▶ _Problem requirements_
Filter the listing below down to the lines that contain the word "banner". Treat uppercase and lowercase as different.

Stored dataset items:
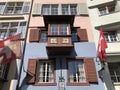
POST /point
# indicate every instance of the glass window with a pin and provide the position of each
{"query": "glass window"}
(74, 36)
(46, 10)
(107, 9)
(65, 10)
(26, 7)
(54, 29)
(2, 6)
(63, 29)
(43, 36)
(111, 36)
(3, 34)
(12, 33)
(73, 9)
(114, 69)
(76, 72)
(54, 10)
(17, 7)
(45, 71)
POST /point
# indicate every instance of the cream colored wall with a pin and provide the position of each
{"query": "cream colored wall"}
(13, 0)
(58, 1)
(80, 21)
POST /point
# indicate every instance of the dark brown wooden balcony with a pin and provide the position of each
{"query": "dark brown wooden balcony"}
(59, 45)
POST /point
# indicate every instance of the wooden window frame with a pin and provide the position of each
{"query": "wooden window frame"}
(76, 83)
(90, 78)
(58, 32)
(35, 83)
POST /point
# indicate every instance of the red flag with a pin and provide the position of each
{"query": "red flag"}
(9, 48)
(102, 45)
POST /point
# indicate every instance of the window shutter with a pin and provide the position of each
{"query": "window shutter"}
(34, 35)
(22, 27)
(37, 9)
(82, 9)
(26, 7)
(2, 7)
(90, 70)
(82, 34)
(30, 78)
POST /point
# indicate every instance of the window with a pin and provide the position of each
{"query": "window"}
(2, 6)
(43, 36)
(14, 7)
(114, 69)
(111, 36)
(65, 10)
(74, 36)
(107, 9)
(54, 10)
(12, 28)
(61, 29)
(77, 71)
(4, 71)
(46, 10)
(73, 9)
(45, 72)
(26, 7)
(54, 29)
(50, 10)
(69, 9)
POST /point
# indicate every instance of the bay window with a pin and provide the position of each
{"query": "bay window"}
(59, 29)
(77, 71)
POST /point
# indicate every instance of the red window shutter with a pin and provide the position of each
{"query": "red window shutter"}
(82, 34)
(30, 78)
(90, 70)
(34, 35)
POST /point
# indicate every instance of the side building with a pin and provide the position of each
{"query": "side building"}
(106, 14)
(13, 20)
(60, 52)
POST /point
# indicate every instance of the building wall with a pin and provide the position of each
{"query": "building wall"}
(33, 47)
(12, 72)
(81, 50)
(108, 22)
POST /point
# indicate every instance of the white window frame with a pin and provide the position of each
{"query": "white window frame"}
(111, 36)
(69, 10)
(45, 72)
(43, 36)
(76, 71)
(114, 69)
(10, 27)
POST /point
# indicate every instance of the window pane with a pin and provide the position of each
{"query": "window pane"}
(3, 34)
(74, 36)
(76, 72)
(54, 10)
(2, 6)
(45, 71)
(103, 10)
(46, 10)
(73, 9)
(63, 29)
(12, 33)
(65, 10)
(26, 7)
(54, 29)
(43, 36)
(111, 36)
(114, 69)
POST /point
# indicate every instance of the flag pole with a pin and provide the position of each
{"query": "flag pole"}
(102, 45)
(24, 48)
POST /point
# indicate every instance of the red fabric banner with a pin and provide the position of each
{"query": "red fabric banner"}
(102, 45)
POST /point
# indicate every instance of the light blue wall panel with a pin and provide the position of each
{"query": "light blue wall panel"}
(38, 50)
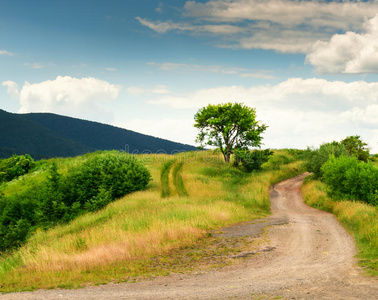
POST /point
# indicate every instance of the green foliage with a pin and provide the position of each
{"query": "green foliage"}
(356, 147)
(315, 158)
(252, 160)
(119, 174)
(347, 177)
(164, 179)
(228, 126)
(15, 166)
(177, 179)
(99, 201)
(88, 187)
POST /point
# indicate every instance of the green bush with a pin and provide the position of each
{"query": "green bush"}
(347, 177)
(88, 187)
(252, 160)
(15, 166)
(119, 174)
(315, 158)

▶ _Exercise output_
# indicate every instance of the red fabric banner with a pin and provide the position of each
{"query": "red fabric banner"}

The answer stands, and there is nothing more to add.